Position identification records
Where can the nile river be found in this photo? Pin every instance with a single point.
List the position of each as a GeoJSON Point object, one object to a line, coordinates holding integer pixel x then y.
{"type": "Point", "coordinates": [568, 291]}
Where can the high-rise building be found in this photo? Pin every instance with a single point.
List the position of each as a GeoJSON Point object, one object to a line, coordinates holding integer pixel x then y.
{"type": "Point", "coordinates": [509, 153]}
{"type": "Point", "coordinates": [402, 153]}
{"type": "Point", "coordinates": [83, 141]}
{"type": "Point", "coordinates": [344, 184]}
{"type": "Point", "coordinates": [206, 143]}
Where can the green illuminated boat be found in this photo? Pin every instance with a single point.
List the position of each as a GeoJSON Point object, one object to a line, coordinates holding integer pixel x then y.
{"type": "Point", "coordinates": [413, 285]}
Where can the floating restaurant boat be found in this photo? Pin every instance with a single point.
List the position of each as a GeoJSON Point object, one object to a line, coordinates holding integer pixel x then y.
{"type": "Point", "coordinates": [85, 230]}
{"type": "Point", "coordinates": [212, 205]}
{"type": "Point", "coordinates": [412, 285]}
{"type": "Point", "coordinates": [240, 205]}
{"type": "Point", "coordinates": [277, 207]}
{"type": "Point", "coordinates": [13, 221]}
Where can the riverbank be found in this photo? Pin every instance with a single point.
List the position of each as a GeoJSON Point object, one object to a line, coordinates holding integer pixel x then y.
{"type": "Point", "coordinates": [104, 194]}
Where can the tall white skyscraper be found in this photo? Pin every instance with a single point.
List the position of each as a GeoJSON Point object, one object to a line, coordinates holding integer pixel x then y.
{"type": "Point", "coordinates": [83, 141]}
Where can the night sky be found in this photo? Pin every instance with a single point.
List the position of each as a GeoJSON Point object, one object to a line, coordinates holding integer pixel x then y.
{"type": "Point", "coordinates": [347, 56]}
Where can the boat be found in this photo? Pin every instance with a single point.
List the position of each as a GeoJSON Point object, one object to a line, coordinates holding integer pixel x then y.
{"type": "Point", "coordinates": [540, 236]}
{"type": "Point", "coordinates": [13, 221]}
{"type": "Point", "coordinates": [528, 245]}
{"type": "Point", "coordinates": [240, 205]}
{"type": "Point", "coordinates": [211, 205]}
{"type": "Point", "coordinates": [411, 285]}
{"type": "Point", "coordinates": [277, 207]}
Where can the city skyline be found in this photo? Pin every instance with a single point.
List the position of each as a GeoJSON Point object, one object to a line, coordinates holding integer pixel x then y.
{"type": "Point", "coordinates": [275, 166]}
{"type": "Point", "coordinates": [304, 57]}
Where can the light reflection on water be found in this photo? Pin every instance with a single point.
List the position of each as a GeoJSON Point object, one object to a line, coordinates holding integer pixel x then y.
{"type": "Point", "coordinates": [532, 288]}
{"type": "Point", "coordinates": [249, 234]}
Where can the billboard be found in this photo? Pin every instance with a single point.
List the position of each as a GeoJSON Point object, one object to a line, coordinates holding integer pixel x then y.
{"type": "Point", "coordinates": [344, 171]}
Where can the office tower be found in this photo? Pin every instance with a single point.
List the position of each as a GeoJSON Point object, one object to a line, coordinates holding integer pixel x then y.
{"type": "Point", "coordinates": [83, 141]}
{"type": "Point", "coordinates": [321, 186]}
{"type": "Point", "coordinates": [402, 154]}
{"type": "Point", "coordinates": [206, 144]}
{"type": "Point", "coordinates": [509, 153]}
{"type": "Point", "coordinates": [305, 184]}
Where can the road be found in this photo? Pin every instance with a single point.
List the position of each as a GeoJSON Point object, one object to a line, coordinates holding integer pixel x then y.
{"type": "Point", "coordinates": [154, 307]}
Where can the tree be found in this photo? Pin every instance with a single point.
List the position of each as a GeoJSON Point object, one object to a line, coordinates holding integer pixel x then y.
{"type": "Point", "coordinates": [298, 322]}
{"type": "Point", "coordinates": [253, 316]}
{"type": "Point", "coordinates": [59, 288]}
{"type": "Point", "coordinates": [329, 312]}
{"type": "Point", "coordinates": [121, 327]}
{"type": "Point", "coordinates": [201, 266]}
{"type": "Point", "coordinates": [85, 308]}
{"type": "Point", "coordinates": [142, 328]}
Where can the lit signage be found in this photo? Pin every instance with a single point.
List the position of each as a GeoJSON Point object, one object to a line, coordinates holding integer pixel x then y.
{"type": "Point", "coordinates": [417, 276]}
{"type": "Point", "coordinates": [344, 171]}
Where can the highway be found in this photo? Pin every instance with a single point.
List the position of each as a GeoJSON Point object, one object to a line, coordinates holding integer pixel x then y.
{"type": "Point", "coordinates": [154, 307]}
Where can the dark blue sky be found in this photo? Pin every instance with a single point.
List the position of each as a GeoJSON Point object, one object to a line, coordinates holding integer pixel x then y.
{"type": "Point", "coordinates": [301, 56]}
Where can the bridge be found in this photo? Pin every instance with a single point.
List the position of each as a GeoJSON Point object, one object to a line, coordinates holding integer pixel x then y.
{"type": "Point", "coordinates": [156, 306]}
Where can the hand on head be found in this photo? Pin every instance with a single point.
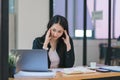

_What to do_:
Please update the items above by replacing "Pin every instance" with "Mark each instance" everywhere it occurs and keeping everything else the same. Omit the pictures from your answer.

_Exercise output_:
Where can the nile river be found in this photo? Mark each instance with a single point.
List the position of each as a GeoJSON Point object, one object to a line, coordinates holding integer pixel x then y.
{"type": "Point", "coordinates": [568, 291]}
Where can the high-rise building be found in this photo? Mark each instance with a single point.
List the position of each as a GeoJSON Point object, one object to a line, coordinates holding integer pixel x then y.
{"type": "Point", "coordinates": [509, 153]}
{"type": "Point", "coordinates": [402, 153]}
{"type": "Point", "coordinates": [83, 141]}
{"type": "Point", "coordinates": [344, 184]}
{"type": "Point", "coordinates": [206, 143]}
Where can the green illuminated boat be found in this photo? Mark each instance with a single point.
List the position of each as a GeoJSON Point object, one object to a line, coordinates holding integer pixel x then y.
{"type": "Point", "coordinates": [413, 285]}
Where can the floating restaurant boat be found in this photo? Mark each instance with a single point.
List the position of each as a GeoJSON Point object, one object to a line, coordinates holding integer pixel x then y.
{"type": "Point", "coordinates": [85, 230]}
{"type": "Point", "coordinates": [212, 205]}
{"type": "Point", "coordinates": [412, 285]}
{"type": "Point", "coordinates": [240, 205]}
{"type": "Point", "coordinates": [277, 207]}
{"type": "Point", "coordinates": [13, 221]}
Where can the riverbank be found in this photo? Mark each instance with a single point.
List the position of each as a GeoJSON Point object, one object to a line, coordinates holding integer pixel x then y.
{"type": "Point", "coordinates": [104, 194]}
Where can the tall white skyscraper be found in this photo? Mark each instance with a single point.
List the position of each as a GeoJSON Point object, one object to a line, coordinates holding integer pixel x then y.
{"type": "Point", "coordinates": [83, 141]}
Where can the night sky be found in this photo? Mark each instance with a single point.
List the position of each as a GeoJSON Point object, one object to a line, coordinates holding integer pixel x then y.
{"type": "Point", "coordinates": [347, 56]}
Where can the boat be found in this photo? Mark each instance with a single point.
List the position of each as a GeoJSON Point object, one object to a line, coordinates holding integer pixel x then y.
{"type": "Point", "coordinates": [540, 236]}
{"type": "Point", "coordinates": [13, 221]}
{"type": "Point", "coordinates": [528, 245]}
{"type": "Point", "coordinates": [240, 205]}
{"type": "Point", "coordinates": [211, 205]}
{"type": "Point", "coordinates": [411, 285]}
{"type": "Point", "coordinates": [277, 207]}
Where can the city skyline be found in this photo? Mark each instance with a single point.
List the position of each as a GeoJSON Point object, one object to a line, coordinates holding integer pixel x then y.
{"type": "Point", "coordinates": [275, 166]}
{"type": "Point", "coordinates": [304, 57]}
Where can the light reflection on water be found in this photo? Mark each instance with a single point.
List the position of each as a GeoJSON Point object, one object to a line, coordinates holding integer pixel x then y.
{"type": "Point", "coordinates": [532, 288]}
{"type": "Point", "coordinates": [249, 234]}
Where can the billboard be found in this photo? Mark each instance with a single point.
List the position of each as a GeoJSON Point object, one object to a line, coordinates holding integer pixel x then y.
{"type": "Point", "coordinates": [344, 171]}
Where can the office tower be found in this photo? Mark each instance with a single point.
List the position of each as a GeoJSON Point object, one object to a line, coordinates holding integer pixel x then y.
{"type": "Point", "coordinates": [83, 141]}
{"type": "Point", "coordinates": [321, 186]}
{"type": "Point", "coordinates": [402, 154]}
{"type": "Point", "coordinates": [206, 144]}
{"type": "Point", "coordinates": [509, 153]}
{"type": "Point", "coordinates": [305, 184]}
Where can the road be found in this photo? Mark each instance with a single point.
List the position of each as a GeoJSON Point object, one object to a line, coordinates holding integer pixel x then y.
{"type": "Point", "coordinates": [154, 307]}
Where can the tree be found in this photo? Mark each instance with a single point.
List the position of each as a GeoJSON Point object, one object to a line, coordinates holding integer pixel x then y.
{"type": "Point", "coordinates": [298, 322]}
{"type": "Point", "coordinates": [253, 316]}
{"type": "Point", "coordinates": [59, 288]}
{"type": "Point", "coordinates": [329, 312]}
{"type": "Point", "coordinates": [121, 327]}
{"type": "Point", "coordinates": [201, 266]}
{"type": "Point", "coordinates": [85, 308]}
{"type": "Point", "coordinates": [142, 328]}
Where can the lit signage be found in this photo? Mark each instance with a single point.
List the position of each as a GeoJSON Point object, one object to a line, coordinates holding integer pixel x then y.
{"type": "Point", "coordinates": [417, 276]}
{"type": "Point", "coordinates": [344, 171]}
Where can the highway be found in this photo? Mark each instance with a single point.
List the position of each as a GeoJSON Point object, one object to a line, coordinates holding integer pixel x then y.
{"type": "Point", "coordinates": [154, 307]}
Where can the dark blue sky be found in this photo? Mark each instance with a single point.
List the position of each as a GeoJSON Point object, one object to a line, coordinates holding integer pixel x then y.
{"type": "Point", "coordinates": [301, 56]}
Where can the bridge be found in this photo? Mark each instance with a single point.
List the position of each as a GeoJSON Point object, one object to a line, coordinates holding integer pixel x then y.
{"type": "Point", "coordinates": [156, 306]}
Where can the hand on head be found in this photo? Mark each instance with a single point.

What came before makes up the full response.